作業内容 1:
下のリストのうち、「the white chin」を含む行から「point(637, 363)」を含む行までを、両端の行も含めて一字一句そのまま書き出してもらえますか？

文書抜粋:
《ちあきなおみ・デビュー55周年でサブスク解禁》圧倒的な“存在感”と“説得力”で人々を魅了した“憑依型歌手” 城之内早苗は「凄まじい衝撃を受けた」
NEWSポストセブン / 2024年8月2日 12時13分
圧倒的な歌唱力で人間の情感を歌ったちあきなおみ(76)。表舞台から姿を消して30年以上経つが、デビュー55周年を機に全曲の配信が解禁された。サブスクと呼ばれる定額制のデジタル配信で、レコード会社の垣根を越えた全300曲以上を聴くことができる。かつてファンだった若者たちは今、再び彼女の美声に酔いしれている。(文中敬称略)【前後編の前編】
「これはただもんじゃない」
メディア研究が専門の同志社女子大学教授の影山貴彦(61)は最近、嬉しい体験があったという。
「先日、研究室の20~21歳のゼミ生たちと、カラオケで何を歌うかという話題で盛り上がった際、1人は『喝采』だと答えたんです。昭和通の友人の影響で、ちあきさんを知ったそうです。サブスクの解禁によって、多くの若者が彼女の音楽に触れられるようになることは、ファンの私にとっても大歓迎です」

利用可能データ:
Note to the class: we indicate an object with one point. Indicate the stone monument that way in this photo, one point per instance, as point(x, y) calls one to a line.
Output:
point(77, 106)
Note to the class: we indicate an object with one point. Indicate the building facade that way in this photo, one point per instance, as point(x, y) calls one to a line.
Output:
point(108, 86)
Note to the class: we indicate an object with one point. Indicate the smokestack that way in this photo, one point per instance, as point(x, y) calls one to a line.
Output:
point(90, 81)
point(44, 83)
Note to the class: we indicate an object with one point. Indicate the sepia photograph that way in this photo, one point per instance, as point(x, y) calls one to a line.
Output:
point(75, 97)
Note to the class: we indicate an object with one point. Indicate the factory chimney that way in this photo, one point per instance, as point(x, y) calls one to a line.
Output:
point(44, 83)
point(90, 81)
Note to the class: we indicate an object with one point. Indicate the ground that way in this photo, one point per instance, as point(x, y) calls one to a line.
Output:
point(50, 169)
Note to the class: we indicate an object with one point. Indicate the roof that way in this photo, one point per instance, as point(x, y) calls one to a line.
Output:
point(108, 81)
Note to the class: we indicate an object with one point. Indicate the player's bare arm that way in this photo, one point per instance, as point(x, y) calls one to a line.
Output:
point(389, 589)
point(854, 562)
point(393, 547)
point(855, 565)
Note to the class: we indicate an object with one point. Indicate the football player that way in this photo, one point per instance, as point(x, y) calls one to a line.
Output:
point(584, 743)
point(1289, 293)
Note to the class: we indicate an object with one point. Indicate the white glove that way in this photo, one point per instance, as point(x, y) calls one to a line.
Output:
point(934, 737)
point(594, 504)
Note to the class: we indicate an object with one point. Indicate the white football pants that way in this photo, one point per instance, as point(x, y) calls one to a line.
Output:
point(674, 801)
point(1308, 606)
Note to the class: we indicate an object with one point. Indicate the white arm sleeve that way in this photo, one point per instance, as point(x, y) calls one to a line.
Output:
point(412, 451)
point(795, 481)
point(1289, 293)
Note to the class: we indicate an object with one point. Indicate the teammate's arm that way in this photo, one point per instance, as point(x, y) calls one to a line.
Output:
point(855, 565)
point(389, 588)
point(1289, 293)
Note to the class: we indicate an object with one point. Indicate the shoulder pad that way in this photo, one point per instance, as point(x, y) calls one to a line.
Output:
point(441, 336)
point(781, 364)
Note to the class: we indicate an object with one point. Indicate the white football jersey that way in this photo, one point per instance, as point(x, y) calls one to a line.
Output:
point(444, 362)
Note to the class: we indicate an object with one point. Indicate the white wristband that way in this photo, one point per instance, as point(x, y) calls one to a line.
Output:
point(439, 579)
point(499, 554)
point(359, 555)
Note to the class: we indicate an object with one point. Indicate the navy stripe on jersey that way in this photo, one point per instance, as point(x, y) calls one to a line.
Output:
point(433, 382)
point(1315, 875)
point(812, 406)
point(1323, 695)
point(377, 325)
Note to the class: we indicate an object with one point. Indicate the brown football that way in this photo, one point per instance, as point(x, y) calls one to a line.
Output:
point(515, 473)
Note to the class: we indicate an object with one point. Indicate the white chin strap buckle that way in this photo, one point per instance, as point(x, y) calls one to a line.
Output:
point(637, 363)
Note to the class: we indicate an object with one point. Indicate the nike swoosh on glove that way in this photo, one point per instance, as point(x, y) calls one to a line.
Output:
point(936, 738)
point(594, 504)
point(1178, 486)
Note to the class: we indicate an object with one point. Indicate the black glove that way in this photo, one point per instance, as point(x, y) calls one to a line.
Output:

作業内容 2:
上のちあきなおみの記事から、「メディア研究が専門の同志社女」から「ンの私にとっても大歓迎です」」までを、その語句も含めて正確に写し出力してもらえますか？

作業結果 1:
Note to the class: we indicate an object with one point. Indicate the white chin strap buckle that way in this photo, one point per instance, as point(x, y) calls one to a line.
Output:
point(637, 363)

作業結果 2:
メディア研究が専門の同志社女子大学教授の影山貴彦(61)は最近、嬉しい体験があったという。
「先日、研究室の20~21歳のゼミ生たちと、カラオケで何を歌うかという話題で盛り上がった際、1人は『喝采』だと答えたんです。昭和通の友人の影響で、ちあきさんを知ったそうです。サブスクの解禁によって、多くの若者が彼女の音楽に触れられるようになることは、ファンの私にとっても大歓迎です」